Your objective: A precise repetition of every line below is the required answer.

Saved data entries

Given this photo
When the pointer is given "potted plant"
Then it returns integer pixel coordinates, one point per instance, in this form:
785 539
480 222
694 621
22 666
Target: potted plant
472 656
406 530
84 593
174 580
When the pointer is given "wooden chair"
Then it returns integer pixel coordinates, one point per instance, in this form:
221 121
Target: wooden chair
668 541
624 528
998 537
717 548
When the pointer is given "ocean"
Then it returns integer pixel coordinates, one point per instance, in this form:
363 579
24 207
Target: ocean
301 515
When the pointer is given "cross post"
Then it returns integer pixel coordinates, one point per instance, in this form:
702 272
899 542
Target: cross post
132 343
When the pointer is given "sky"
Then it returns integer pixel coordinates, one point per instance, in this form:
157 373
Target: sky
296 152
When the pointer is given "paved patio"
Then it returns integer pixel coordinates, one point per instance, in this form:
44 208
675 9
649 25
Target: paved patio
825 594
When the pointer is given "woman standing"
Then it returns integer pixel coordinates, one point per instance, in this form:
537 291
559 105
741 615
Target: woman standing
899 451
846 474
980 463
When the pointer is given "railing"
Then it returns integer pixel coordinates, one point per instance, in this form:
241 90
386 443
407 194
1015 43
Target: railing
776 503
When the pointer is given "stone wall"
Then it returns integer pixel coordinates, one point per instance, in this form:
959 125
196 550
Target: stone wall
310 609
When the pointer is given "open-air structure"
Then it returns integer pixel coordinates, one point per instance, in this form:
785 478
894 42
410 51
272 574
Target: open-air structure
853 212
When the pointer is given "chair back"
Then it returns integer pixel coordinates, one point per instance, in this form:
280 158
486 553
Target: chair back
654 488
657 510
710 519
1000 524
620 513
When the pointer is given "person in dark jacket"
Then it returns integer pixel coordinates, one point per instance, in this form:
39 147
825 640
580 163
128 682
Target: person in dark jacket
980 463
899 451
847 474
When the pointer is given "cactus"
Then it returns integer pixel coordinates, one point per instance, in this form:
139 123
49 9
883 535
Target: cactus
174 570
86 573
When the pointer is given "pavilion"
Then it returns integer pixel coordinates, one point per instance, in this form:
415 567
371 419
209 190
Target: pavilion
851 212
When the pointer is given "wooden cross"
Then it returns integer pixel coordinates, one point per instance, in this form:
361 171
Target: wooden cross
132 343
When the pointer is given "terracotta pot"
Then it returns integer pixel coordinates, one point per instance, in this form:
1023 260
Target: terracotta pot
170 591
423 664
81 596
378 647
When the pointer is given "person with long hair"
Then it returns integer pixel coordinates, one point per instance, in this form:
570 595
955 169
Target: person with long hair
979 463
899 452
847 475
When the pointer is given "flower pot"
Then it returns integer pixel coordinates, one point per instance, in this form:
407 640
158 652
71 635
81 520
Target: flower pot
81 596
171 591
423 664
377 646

Result of the exercise:
Given this photo
When the pointer is given "potted plant"
Then it returns integer pixel coordinates, one point per instance, in this form:
785 539
480 222
694 621
22 666
Target: potted plant
472 656
406 530
84 593
174 580
When the pointer is given "wooden chair"
Then it returns integer pixel coordinates, one point per instance, in this form:
221 121
Target: wooden chair
668 541
624 528
998 537
717 548
When the pointer is given "ocean"
Then it returns integer pixel coordinates, one point per instance, in this form:
363 579
24 207
Target: ocean
301 515
When the pointer is given "cross post"
Then it returns integer pixel coordinates, one point per instance, in this form:
702 272
899 542
Target: cross post
132 343
When the pointer is given "sky"
Then it returns integer pixel coordinates, one point per instance, in this form:
157 373
Target: sky
296 152
When the pointer is given "paved patio"
Then it returns integer pixel coordinates, one point per instance, in this form:
44 208
675 9
649 25
Target: paved patio
825 594
When the pointer is given "woman standing"
Then it returns integer pixel coordinates, one point per instance, in this form:
537 291
559 105
741 615
Target: woman standing
899 451
846 474
980 463
When the pointer is given "railing"
Then it returns integer pixel coordinates, one point per instance, in this form:
241 90
386 443
407 194
1015 43
Target: railing
776 503
When the pointer is given "stone wall"
Then it returns integer pixel coordinates, one point per instance, in this form:
959 125
196 550
Target: stone wall
310 609
When the pointer is given "open-air structure"
Then it returns integer pixel coordinates, one point per instance, in this form:
785 478
894 42
410 51
272 574
Target: open-air structure
853 212
When the pointer is given "chair back"
Then it returns integer pixel coordinates, one point per instance, in this form:
280 158
486 553
Target: chair back
654 488
657 510
710 519
1000 524
620 513
When the pointer is given "person in dark jacket"
Then it returns integer pixel coordinates, one point per instance, in this form:
39 147
825 640
580 163
128 682
Target: person in dark jacket
980 463
899 451
847 474
When the pointer is given "cactus"
Then it returns integer pixel coordinates, one point per instance, in this form:
139 123
49 9
883 535
Target: cactus
174 570
86 573
When the pointer is given "pavilion"
Then it returns integer pixel coordinates, one point per instance, in this form:
415 567
371 419
209 190
Target: pavilion
851 212
When the pointer is given "wooden cross"
Then it returns integer pixel coordinates, one point per instance, in this form:
361 171
Target: wooden cross
132 343
When the pointer is given "terracotta pot"
Then it returns integer pixel coordinates, one point per instance, in this form:
1023 260
Target: terracotta pot
170 591
423 664
81 596
378 647
When the pointer is given "person with long hair"
Then it returns integer pixel coordinates, one point per instance, in this form:
570 595
955 169
Target: person with long hair
979 463
899 452
847 475
When the pointer is given "flower pot"
Then it returns integer pixel coordinates, one point per instance, in this form:
407 640
158 652
71 635
81 520
Target: flower pot
81 596
171 591
423 664
377 646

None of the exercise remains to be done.